** Opening Excerpted data block **
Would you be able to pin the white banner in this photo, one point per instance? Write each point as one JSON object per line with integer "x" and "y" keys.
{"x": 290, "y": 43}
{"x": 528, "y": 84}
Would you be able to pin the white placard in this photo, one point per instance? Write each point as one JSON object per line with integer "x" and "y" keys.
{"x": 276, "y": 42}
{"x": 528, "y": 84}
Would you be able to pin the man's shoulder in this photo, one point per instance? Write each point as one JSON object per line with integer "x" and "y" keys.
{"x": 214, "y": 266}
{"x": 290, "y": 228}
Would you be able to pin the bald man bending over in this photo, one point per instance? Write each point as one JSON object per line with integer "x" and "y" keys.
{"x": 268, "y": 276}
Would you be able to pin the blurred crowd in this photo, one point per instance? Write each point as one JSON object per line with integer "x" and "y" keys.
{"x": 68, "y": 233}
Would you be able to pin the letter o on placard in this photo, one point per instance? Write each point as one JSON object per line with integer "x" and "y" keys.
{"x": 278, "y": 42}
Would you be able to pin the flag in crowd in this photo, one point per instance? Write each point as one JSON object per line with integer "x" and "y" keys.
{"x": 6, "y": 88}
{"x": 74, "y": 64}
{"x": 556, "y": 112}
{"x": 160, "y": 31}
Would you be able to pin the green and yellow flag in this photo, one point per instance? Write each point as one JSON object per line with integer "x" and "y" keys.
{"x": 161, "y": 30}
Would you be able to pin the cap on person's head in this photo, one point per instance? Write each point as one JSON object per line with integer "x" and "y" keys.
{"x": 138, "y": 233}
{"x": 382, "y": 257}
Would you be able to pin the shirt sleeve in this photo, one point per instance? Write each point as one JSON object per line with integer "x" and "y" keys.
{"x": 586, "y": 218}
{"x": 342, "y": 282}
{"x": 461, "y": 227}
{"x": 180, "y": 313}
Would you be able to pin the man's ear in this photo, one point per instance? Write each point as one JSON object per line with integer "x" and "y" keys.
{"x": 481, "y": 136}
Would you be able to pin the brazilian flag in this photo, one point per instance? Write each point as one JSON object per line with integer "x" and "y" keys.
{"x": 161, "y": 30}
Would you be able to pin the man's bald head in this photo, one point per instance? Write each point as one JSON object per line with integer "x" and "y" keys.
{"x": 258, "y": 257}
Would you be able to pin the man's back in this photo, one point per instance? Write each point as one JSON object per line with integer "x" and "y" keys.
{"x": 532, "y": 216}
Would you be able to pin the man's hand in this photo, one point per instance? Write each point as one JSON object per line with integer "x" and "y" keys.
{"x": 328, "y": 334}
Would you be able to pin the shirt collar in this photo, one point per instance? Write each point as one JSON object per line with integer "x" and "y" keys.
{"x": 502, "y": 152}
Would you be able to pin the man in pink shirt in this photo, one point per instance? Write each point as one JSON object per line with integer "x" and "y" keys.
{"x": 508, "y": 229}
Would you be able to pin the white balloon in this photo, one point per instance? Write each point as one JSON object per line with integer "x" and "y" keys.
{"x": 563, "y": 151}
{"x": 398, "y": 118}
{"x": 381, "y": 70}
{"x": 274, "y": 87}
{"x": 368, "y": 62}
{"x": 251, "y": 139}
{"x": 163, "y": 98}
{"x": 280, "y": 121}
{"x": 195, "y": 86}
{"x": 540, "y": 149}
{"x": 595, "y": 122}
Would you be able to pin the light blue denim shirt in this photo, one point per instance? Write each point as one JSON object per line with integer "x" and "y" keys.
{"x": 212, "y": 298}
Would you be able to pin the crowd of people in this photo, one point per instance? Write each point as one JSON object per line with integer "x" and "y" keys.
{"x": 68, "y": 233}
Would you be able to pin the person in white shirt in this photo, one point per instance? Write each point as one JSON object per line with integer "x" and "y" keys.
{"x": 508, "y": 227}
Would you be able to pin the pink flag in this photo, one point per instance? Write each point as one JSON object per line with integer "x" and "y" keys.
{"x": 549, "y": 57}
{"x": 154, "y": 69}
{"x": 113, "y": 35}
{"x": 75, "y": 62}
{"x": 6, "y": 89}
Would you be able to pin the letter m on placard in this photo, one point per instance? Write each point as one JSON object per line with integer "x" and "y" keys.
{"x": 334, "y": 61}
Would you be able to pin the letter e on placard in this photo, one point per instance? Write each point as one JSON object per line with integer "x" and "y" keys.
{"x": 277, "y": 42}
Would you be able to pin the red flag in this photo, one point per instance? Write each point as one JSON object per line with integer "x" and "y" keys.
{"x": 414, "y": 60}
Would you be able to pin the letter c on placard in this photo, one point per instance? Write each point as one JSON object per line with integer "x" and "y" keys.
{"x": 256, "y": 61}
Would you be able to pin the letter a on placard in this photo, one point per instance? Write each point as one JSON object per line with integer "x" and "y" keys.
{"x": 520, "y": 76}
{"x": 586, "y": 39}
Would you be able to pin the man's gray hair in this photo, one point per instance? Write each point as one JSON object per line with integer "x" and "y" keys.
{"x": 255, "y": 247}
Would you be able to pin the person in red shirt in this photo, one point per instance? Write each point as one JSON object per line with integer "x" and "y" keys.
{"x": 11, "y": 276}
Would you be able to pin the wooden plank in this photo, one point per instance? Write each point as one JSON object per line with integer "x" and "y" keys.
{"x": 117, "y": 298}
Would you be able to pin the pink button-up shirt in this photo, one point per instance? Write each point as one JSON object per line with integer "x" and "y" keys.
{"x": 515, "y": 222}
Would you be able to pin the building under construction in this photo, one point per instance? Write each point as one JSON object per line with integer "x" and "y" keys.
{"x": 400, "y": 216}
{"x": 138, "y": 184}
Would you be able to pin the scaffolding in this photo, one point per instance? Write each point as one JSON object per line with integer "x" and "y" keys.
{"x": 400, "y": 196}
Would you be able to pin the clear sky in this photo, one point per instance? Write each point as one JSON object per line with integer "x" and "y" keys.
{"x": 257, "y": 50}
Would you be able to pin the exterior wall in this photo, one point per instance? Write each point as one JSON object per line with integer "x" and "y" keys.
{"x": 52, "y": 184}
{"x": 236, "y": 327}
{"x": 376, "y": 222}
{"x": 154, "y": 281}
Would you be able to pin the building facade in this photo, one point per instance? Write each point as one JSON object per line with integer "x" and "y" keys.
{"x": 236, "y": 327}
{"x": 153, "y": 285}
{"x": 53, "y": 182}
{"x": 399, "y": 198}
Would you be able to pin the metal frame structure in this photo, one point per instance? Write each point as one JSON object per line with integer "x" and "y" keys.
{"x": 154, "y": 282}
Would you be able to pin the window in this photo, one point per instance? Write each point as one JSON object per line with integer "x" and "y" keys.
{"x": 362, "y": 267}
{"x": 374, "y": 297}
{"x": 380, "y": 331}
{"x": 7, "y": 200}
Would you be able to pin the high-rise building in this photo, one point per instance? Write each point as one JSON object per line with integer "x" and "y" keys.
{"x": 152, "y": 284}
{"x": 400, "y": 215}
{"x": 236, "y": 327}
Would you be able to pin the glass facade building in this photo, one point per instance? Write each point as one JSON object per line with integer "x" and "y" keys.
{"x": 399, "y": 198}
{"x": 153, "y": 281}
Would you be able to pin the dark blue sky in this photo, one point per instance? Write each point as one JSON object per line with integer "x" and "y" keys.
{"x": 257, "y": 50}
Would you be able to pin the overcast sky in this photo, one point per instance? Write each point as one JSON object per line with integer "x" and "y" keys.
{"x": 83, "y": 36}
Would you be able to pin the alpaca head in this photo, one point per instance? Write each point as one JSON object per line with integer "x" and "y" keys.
** Closing Excerpted data block **
#### Task:
Having read the entries above, restate them all word for word.

#### Response for this exercise:
Would you be able to pin the white banner in this photo, one point per instance? Write each point as one JSON object per line with integer "x" and "y" keys.
{"x": 290, "y": 43}
{"x": 528, "y": 84}
Would you be able to pin the white placard in this photo, one point per instance? Write each point as one JSON object per line with integer "x" and "y" keys.
{"x": 276, "y": 42}
{"x": 528, "y": 84}
Would you be able to pin the man's shoulder in this photo, one point per instance? Write each point as one JSON object per line with integer "x" and "y" keys.
{"x": 214, "y": 266}
{"x": 290, "y": 228}
Would you be able to pin the bald man bending over in this photo, one point per instance? Write each point as one JSON object per line with integer "x" and "y" keys.
{"x": 268, "y": 276}
Would you be able to pin the blurred crowd in this photo, one point per instance? Write each point as one JSON object per line with integer "x" and "y" keys.
{"x": 68, "y": 233}
Would you be able to pin the letter o on placard in this photo, one point per instance? Write each point as one JSON object per line with integer "x" and "y" keys.
{"x": 278, "y": 42}
Would you be able to pin the flag in crowd in this photo, one point per instance? Write each point as one JSON object per line with integer "x" and "y" keys.
{"x": 6, "y": 88}
{"x": 74, "y": 64}
{"x": 556, "y": 112}
{"x": 160, "y": 31}
Would you be able to pin the green and yellow flag in this photo, one point per instance? Write each point as one JSON object per line with integer "x" and "y" keys.
{"x": 161, "y": 30}
Would you be able to pin the cap on person's head in this photo, one point per instance? Write each point as one JSON object per line with integer "x" and "y" keys.
{"x": 138, "y": 233}
{"x": 382, "y": 257}
Would you be able to pin the shirt sleeve in this photo, one point per instance? Write each point as one JSON object per line with integer "x" and "y" keys.
{"x": 586, "y": 218}
{"x": 342, "y": 282}
{"x": 461, "y": 227}
{"x": 180, "y": 313}
Would you be able to pin the man's ear in this photo, one point per instance? Write each point as one JSON object per line with integer "x" and "y" keys.
{"x": 481, "y": 136}
Would you be able to pin the brazilian flag in this photo, one point per instance? Write each point as one JSON object per line with integer "x" and "y" keys.
{"x": 161, "y": 30}
Would you be able to pin the man's bald head in this photo, one point per instance? Write each point as one JSON object per line with integer "x" and "y" keys.
{"x": 258, "y": 257}
Would you be able to pin the man's back in this photo, one point per instance? Write each point as one JSON object per line with integer "x" and "y" keys.
{"x": 532, "y": 216}
Would you be able to pin the man's hand in this photo, one point per instance? Write each point as one JSON object per line with integer "x" and "y" keys.
{"x": 328, "y": 334}
Would you be able to pin the shirt collar in this photo, one point per instance? Write each point as one JSON object per line with integer "x" and "y" keys.
{"x": 502, "y": 152}
Would you be able to pin the man in pink shirt in this photo, one point per instance? Write each point as one JSON object per line with integer "x" and "y" keys.
{"x": 508, "y": 229}
Would you be able to pin the white balloon in this photo, one point per instance? Write each point as one JSON object per line with integer "x" and "y" keys.
{"x": 563, "y": 151}
{"x": 398, "y": 118}
{"x": 381, "y": 70}
{"x": 274, "y": 87}
{"x": 368, "y": 62}
{"x": 251, "y": 139}
{"x": 163, "y": 98}
{"x": 280, "y": 121}
{"x": 195, "y": 86}
{"x": 540, "y": 149}
{"x": 595, "y": 122}
Would you be able to pin the light blue denim shirt in this photo, one point per instance? Write each point as one JSON object per line with integer "x" and "y" keys.
{"x": 212, "y": 298}
Would you be able to pin the crowd of people in this photo, one point per instance? Write each point as one JSON object per line with integer "x" and "y" keys.
{"x": 68, "y": 233}
Would you be able to pin the person in white shirt in this photo, one point per instance? Write each point as one JSON object per line with integer "x" and "y" keys.
{"x": 508, "y": 227}
Would you be able to pin the pink flag in this photo, one point per instance? Write each point as one JSON object per line with integer "x" and "y" keys.
{"x": 549, "y": 57}
{"x": 154, "y": 69}
{"x": 113, "y": 35}
{"x": 75, "y": 62}
{"x": 6, "y": 89}
Would you be able to pin the letter m on placard in this photo, one point per instance? Write each point as one JSON object per line with integer "x" and "y" keys.
{"x": 334, "y": 61}
Would you be able to pin the letter e on placard in this photo, one point per instance? Write each point as one JSON object per line with integer "x" and "y" keys.
{"x": 277, "y": 42}
Would you be able to pin the red flag in this photo, one point per instance? Write each point as one JSON object per line with integer "x" and "y" keys.
{"x": 414, "y": 60}
Would you be able to pin the letter c on placard in this photo, one point per instance? Write each point as one JSON object per line with integer "x" and "y" keys.
{"x": 256, "y": 61}
Would you be able to pin the letter a on placard in this photo, one point per instance? Write each point as one JSON object per line with integer "x" and "y" keys.
{"x": 520, "y": 76}
{"x": 586, "y": 39}
Would you be able to pin the man's gray hair in this photo, one point per instance? Write each point as one JSON object per line with integer "x" and "y" keys.
{"x": 255, "y": 247}
Would you be able to pin the person in red shirt in this photo, one point per instance? Write each point as one JSON object per line with integer "x" and "y" keys.
{"x": 11, "y": 276}
Would you be able to pin the wooden plank in this photo, one point per instance? Write each point as one JSON object per line with integer "x" and "y" keys.
{"x": 117, "y": 298}
Would you be able to pin the pink button-up shirt in this photo, one point per instance? Write each point as one JSON object per line with integer "x" and "y" keys.
{"x": 515, "y": 222}
Would you be able to pin the building under construction in this photo, one point per instance? Write each point as one JSON object per line with integer "x" and "y" keys.
{"x": 400, "y": 216}
{"x": 138, "y": 184}
Would you be able to pin the scaffolding in this photo, one point per instance? Write each point as one JSON object per line with integer "x" and "y" keys.
{"x": 400, "y": 196}
Would you be able to pin the clear sky in this photo, one point per instance? Write each point as one JSON object per line with integer "x" and "y" keys.
{"x": 257, "y": 50}
Would you be able to pin the exterior wall in this photo, one point per instance? Write each point as one JSON object per line with integer "x" and "y" keys.
{"x": 52, "y": 184}
{"x": 236, "y": 327}
{"x": 376, "y": 222}
{"x": 154, "y": 281}
Would you be able to pin the building facade in this photo, one point per instance? Write each point as one JSON object per line with integer "x" and "y" keys.
{"x": 236, "y": 327}
{"x": 153, "y": 285}
{"x": 53, "y": 182}
{"x": 399, "y": 198}
Would you be able to pin the metal frame structure in this photo, one point per instance? Write each point as one JSON object per line with integer "x" and "y" keys.
{"x": 154, "y": 282}
Would you be able to pin the window in this photo, one point per instance? Write each point as one JSON object per line with integer "x" and "y" keys.
{"x": 362, "y": 267}
{"x": 374, "y": 297}
{"x": 380, "y": 331}
{"x": 7, "y": 200}
Would you be able to pin the high-rise building in this photo, one point per instance? Write each point as one JSON object per line with integer "x" and "y" keys.
{"x": 152, "y": 284}
{"x": 400, "y": 215}
{"x": 236, "y": 327}
Would you be able to pin the glass facade building in this photo, one point per instance? Write each point as one JSON object per line with integer "x" and "y" keys.
{"x": 399, "y": 198}
{"x": 153, "y": 281}
Would you be able to pin the dark blue sky in this photo, one point per instance? Write each point as one JSON object per line with integer "x" and "y" keys.
{"x": 257, "y": 50}
Would you be able to pin the overcast sky in this photo, one point per instance? Write each point as one JSON object per line with integer "x" and "y" keys.
{"x": 83, "y": 36}
Would you be able to pin the alpaca head in this photo, one point per instance? Write each point as one JSON object per line with integer "x" and "y" keys.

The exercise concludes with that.